● PROMPT
Extend the article about the badminton player Ding Qiqing below, picking up right after its last sentence.

● DOCUMENT EXCERPT
════════════════

Ding Qiqing 丁其庆

Personal information
- Full name: Kei Nakashima 中島 慶
- Born: May 28, 1962 (age 64) Hangzhou, Zhejiang, China
- Years active: 1981-1987
- Height: 172 cm (5 ft 8 in)
- Weight: 65 kg (143 lb)

Sport
- Country: Japan (since 2001) China (until 2001)
- Sport: Badminton
- Handedness: Left
- Retired: 1987
- Event: Men's doubles

Medal record
Men's badminton
Representing China
Thomas Cup
| Gold medal – first place | 1986 Jakarta | Men's team |
Asian Games
| Bronze medal – third place | 1986 Seoul | Men's doubles |
| Silver medal – second place | 1986 Seoul | Men's team |

= Ding Qiqing =

Chinese badminton player (born 1962)

Ding Qiqing (丁其庆 (Dīng Qíqìng); born May 28, 1962) whose Japanese name is Kei Nakashima (中島 慶, Nakashima Kei) is a Chinese former badminton player and one of the main coach of Japanese National Badminton Team.

== Career ==
Born in Zhejiang, Ding started playing badminton at the age of 9 and joined the Chinese national team in 1981. In 1985, Ding partnered with Li Yongbo to win the men's doubles titles at the German Open and the Swedish Open.

Ding was selected for the 1986 Thomas Cup squad. In the final against Indonesia, Ding lost the second men's singles match to Lius Pongoh. Despite this loss, the Chinese national team won the Thomas Cup 3–2. Ding also participated in the 1986 Asian Games, where he won bronze in the men's doubles event and silver in the men's team event.

In 1987, Ding retired prematurely due to a waist injury sustained during training.

== Post-Retirements and Coaching Careers ==
After his retirement, Ding pursued his studies at Ryukoku University in Japan from 1989 and graduated in 1992. In 2000, having adopted the Japanese name "Kei Nakashima", he changed his nationality and became a coach of the Japanese national team, following several years as a part-time coach for local Japanese badminton clubs.

════════════════

● DATA ENTRIES

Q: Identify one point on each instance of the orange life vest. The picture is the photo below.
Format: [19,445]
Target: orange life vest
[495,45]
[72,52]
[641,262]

════════════════

● EXERCISE RESPONSE
Nakashima achieved his first major coaching success when the women's doubles pair he coached, Shizuka Yamamoto and Seiko Yamada, won a bronze medal at the 2003 IBF World Championships. A few years later, Nakashima coached the prominent Japanese women's doubles pair of Kumiko Ogura and Reiko Shiota, who won five All Japan Badminton Championships titles, the bronze medal at the 2006 Asian Games, and another bronze medal at the 2007 IBF World Championships.

Nakashima's coaching led to further success when Reika Kakiiwa and Mizuki Fujii won a silver medal at the 2012 Olympic Games in London. His coaching efforts culminated in Japan's first Olympic gold medal in badminton at the 2016 Olympic Games in Rio de Janeiro, when Misaki Matsutomo and Ayaka Takahashi secured the women's doubles title. After the match, Matsutomo thanked Nakashima, saying "If the Japanese badminton team did not have him, we would not be where we are today".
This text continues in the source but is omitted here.